◆ Instructions to follow
Can you rewrite the entries below, changing "top-left corner" to "upper-left corner" and leaving everything else as it is?
==*==
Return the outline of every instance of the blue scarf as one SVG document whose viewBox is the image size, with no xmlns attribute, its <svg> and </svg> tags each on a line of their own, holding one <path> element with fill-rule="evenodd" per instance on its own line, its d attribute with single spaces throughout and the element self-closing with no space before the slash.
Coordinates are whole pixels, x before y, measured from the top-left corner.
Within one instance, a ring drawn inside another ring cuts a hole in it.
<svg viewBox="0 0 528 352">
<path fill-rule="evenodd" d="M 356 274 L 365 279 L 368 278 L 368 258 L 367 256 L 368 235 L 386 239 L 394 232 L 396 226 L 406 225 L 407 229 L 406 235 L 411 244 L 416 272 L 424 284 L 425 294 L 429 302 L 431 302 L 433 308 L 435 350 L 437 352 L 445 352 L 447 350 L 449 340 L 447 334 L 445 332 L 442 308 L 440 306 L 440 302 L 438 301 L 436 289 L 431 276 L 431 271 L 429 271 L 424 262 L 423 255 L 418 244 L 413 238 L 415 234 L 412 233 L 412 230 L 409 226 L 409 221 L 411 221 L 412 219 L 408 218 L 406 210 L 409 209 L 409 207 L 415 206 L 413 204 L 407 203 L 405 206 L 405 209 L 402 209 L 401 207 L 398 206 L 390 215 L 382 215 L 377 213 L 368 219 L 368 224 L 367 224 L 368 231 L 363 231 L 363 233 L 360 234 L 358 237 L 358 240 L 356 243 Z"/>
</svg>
==*==
◆ Exercise solution
Return the outline of every instance of the blue scarf as one SVG document whose viewBox is the image size, with no xmlns attribute, its <svg> and </svg> tags each on a line of their own, holding one <path> element with fill-rule="evenodd" per instance on its own line, its d attribute with single spaces throughout and the element self-closing with no space before the slash.
Coordinates are whole pixels, x before y, measured from the upper-left corner.
Within one instance, a ring drawn inside another ring cuts a hole in it.
<svg viewBox="0 0 528 352">
<path fill-rule="evenodd" d="M 356 274 L 365 279 L 368 278 L 368 258 L 367 256 L 368 235 L 386 239 L 394 232 L 396 226 L 406 225 L 407 229 L 406 235 L 411 244 L 416 272 L 424 284 L 425 294 L 429 302 L 431 302 L 433 308 L 435 350 L 437 352 L 445 352 L 447 350 L 449 340 L 447 334 L 445 332 L 442 308 L 440 306 L 440 302 L 438 301 L 436 289 L 431 276 L 431 271 L 429 271 L 424 262 L 423 255 L 418 244 L 413 238 L 415 234 L 412 233 L 412 230 L 409 226 L 409 221 L 411 221 L 412 219 L 408 218 L 406 210 L 409 209 L 409 207 L 415 206 L 413 204 L 407 203 L 405 206 L 405 209 L 402 209 L 401 207 L 398 206 L 390 215 L 382 215 L 377 213 L 368 219 L 368 224 L 367 224 L 368 231 L 363 231 L 363 233 L 360 234 L 358 237 L 358 240 L 356 243 Z"/>
</svg>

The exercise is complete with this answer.